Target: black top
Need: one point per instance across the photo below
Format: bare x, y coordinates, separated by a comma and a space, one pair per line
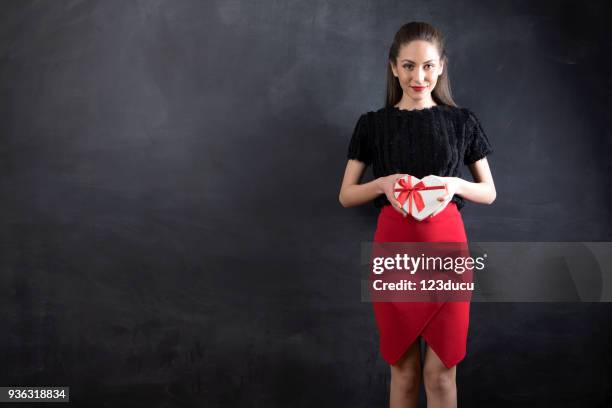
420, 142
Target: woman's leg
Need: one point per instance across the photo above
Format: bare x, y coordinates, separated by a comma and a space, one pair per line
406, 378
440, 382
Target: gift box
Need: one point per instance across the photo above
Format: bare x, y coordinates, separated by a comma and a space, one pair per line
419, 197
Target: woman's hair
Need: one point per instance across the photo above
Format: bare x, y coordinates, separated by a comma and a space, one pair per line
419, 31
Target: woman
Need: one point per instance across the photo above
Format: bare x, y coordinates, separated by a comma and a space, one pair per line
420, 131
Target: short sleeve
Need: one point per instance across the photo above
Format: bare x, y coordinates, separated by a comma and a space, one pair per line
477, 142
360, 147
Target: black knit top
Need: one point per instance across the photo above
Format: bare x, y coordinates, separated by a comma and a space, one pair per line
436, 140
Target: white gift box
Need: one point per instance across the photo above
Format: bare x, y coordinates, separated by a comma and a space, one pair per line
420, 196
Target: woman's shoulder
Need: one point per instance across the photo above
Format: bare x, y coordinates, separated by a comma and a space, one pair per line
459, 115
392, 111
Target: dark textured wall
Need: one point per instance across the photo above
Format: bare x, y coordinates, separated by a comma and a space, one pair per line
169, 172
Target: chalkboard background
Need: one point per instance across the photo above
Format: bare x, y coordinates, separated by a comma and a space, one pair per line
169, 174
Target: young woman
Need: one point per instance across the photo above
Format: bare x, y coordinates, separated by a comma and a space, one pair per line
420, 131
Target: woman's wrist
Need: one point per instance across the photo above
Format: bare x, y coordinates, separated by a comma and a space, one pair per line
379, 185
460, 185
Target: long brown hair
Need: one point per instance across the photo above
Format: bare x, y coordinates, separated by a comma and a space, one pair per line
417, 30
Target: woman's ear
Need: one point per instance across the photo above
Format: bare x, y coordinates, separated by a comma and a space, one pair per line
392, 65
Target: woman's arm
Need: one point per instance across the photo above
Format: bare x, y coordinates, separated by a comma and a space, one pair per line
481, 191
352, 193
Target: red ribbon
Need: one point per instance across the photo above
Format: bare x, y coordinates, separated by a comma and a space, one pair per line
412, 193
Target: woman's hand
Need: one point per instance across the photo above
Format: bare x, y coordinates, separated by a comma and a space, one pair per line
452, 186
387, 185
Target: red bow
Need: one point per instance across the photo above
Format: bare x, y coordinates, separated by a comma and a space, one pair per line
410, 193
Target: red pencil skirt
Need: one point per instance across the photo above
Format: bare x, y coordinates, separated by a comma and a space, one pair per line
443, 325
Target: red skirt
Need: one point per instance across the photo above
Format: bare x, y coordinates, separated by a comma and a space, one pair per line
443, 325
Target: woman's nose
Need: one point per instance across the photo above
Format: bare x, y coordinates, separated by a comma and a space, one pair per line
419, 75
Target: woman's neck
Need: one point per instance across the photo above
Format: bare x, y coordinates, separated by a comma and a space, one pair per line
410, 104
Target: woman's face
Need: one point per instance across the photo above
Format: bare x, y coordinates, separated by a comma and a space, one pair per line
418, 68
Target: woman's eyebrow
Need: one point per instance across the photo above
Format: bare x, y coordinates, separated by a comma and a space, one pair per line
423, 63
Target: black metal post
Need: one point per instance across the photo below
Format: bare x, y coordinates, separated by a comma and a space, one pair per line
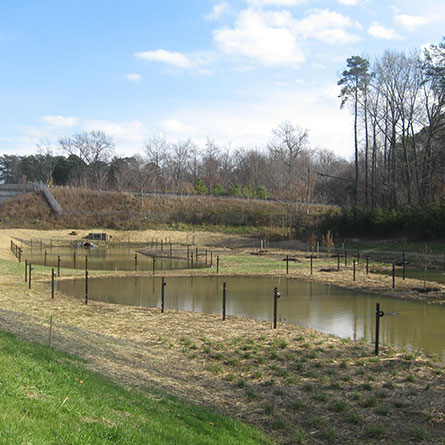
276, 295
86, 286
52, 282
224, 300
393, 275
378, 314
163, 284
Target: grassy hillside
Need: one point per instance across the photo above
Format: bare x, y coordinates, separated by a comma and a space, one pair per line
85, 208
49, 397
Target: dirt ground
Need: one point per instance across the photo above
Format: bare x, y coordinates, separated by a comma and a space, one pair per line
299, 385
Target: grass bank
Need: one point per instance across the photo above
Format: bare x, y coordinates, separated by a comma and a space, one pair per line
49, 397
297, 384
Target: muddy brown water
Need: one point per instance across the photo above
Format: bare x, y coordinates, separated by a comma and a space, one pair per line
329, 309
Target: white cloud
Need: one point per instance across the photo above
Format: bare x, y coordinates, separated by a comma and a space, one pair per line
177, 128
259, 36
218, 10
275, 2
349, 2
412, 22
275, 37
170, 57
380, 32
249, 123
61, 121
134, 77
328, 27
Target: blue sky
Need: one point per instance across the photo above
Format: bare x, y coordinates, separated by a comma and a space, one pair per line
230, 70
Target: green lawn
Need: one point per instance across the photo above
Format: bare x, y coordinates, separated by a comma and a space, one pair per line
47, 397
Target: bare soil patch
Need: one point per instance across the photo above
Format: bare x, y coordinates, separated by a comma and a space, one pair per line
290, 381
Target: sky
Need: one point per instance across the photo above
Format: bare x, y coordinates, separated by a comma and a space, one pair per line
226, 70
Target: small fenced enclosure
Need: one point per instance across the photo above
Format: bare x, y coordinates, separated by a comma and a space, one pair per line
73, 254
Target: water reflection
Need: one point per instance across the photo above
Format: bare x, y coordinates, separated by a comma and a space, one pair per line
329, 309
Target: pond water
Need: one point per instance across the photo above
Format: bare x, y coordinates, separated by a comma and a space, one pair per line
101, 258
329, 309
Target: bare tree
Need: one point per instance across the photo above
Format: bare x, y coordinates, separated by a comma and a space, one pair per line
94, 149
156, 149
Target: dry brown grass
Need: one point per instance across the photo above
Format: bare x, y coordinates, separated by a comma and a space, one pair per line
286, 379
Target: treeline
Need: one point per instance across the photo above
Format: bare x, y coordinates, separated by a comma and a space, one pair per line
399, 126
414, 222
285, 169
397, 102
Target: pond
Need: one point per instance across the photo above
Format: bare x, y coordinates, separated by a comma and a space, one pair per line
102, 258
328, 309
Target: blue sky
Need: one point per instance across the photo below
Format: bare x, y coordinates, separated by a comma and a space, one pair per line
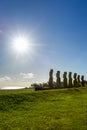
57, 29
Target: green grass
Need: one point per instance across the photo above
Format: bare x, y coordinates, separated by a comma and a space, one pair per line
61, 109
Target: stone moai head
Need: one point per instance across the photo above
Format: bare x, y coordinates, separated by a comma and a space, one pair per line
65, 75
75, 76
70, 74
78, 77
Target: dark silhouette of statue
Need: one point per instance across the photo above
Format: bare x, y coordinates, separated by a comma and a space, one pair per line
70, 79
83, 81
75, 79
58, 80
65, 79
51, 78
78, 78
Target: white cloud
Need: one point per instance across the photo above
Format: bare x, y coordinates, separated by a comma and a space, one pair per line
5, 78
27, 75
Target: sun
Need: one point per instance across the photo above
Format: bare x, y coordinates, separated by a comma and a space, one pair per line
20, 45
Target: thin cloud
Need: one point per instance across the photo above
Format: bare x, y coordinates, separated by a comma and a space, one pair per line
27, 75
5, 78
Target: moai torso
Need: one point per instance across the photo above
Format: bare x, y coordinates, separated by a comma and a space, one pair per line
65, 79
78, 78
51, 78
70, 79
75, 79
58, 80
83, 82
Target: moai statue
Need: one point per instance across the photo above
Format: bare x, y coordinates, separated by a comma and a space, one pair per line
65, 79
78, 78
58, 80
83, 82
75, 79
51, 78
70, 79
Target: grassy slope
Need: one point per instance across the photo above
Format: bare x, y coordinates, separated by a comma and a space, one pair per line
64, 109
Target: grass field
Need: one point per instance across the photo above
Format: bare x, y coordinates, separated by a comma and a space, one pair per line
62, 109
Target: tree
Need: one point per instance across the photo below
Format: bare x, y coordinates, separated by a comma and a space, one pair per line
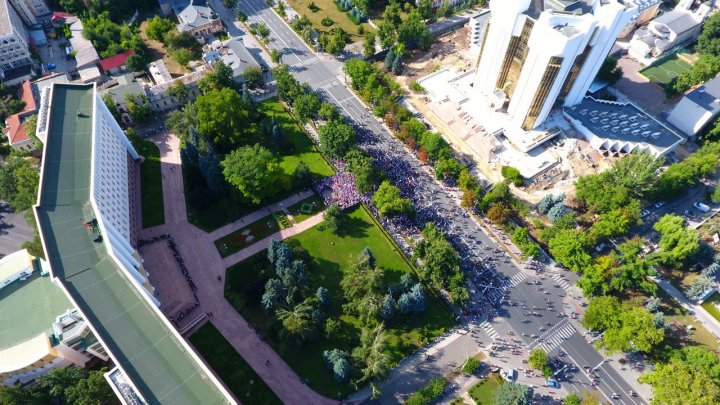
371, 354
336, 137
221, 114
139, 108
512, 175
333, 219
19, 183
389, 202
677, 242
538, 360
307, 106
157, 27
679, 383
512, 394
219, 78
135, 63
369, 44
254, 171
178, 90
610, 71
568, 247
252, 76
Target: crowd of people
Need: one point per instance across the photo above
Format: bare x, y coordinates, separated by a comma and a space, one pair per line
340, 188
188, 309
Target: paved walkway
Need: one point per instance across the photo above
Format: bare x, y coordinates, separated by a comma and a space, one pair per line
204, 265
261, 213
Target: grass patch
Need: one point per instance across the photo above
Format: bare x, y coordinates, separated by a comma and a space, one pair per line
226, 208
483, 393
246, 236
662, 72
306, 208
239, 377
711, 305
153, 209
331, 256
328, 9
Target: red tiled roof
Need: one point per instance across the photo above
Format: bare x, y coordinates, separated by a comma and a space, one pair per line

____________________

■ SHORT TASK: Reproduce the lines from the one containing "Target: paved walkway" to the end of the entries, keeping both ends and adding nothing.

■ WRITTEN SOLUTION:
Target: paved walkway
Need: one point per instance across the photo above
Format: bare x, y coordinates, separated by a comma and a space, one pair per line
204, 265
261, 213
Target: grass patch
Need: one point per instance across the photo above
Format: bare x, y coordinates, separated by a comma and a space, one pair per line
226, 208
483, 393
246, 236
662, 72
306, 208
239, 377
711, 305
153, 209
331, 256
328, 9
Target: red tiled roof
Need: one point per instance across the photo above
Format: bare x, y coordinates, separated by a comma and a space, one pair per line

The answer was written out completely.